**Information given**
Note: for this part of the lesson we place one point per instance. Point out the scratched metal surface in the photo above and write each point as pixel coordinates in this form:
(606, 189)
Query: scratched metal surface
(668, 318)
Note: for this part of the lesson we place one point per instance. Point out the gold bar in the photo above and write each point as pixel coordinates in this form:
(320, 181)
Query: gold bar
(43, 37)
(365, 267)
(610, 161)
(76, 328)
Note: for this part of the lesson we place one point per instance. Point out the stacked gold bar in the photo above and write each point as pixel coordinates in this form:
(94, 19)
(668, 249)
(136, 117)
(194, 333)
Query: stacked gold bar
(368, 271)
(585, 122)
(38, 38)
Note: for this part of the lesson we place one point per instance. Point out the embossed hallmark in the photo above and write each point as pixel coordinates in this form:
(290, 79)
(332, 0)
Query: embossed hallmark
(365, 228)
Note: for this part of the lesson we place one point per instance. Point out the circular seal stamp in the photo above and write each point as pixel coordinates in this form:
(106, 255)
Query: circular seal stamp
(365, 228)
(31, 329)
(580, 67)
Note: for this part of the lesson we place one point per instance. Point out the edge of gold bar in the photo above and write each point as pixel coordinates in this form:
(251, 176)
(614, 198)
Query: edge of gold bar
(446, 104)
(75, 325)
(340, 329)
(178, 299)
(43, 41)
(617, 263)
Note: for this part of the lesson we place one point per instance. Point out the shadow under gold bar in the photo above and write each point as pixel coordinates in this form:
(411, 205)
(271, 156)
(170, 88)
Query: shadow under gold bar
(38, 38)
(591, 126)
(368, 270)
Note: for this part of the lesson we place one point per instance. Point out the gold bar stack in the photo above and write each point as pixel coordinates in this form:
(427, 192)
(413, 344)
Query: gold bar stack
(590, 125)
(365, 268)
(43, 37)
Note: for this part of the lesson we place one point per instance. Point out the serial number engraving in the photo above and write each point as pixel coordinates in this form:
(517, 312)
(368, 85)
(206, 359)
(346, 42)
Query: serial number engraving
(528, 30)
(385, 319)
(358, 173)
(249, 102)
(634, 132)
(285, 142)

**What to do**
What you return must match the data above character for character.

**Output of the task**
Note: for this part of the lesson we place one point per instance. Point out the scratched metal surface in the photo above and write each point as pixel coordinates in this form:
(606, 189)
Query: scratched metal surface
(668, 318)
Note: for this part of the lesson we place one point per instance. Point out the gold bar in the photo above and write each point as pixel coordinates in this form:
(320, 181)
Query: gold bar
(43, 37)
(365, 267)
(610, 161)
(76, 328)
Note: for this part of the lesson we place one point per instance. Point out the stacked gold bar in the photo above and write each point as pixel coordinates in this form:
(94, 19)
(668, 249)
(136, 117)
(194, 333)
Query: stacked gold bar
(368, 271)
(585, 122)
(38, 38)
Note: for this part of the lesson we place one point per instance. Point out the embossed hallmark in the photo above and write each point as pixel coordinates in this form:
(290, 79)
(332, 0)
Query: embossed hallmark
(365, 228)
Note: for this part of the lesson we place one point per instance. Point out the circular seal stamp in the photo above and write each point as pixel coordinates in this form:
(106, 255)
Query: circular seal stamp
(365, 228)
(31, 329)
(580, 67)
Note: for this part of the lesson we place one point per instance. Point out the edge of gold bar in the photo above and write each point as pixel coordinates in this form:
(251, 176)
(614, 198)
Query: edge of gold bar
(446, 104)
(75, 325)
(340, 329)
(178, 299)
(43, 41)
(617, 263)
Note: for this part of the lesson we place one point per instance. Point out the shadow under gold bar in the photo above and write each point as pixel coordinates in this form:
(411, 205)
(271, 156)
(170, 88)
Query: shadow under gold bar
(38, 38)
(591, 126)
(368, 270)
Note: for this part of the lesson we place one point per instance. Point out the gold bar stack in the photo above and write each point as pixel coordinates in this form:
(427, 192)
(413, 344)
Query: gold bar stack
(590, 125)
(365, 268)
(43, 37)
Note: for this part of the lesson we place one point per instance. Point out the serial number engraving in the photo above and write each point as pixel coordinates in this form:
(517, 312)
(368, 85)
(206, 359)
(346, 42)
Query: serial number engraving
(528, 30)
(385, 319)
(358, 173)
(249, 102)
(634, 132)
(285, 142)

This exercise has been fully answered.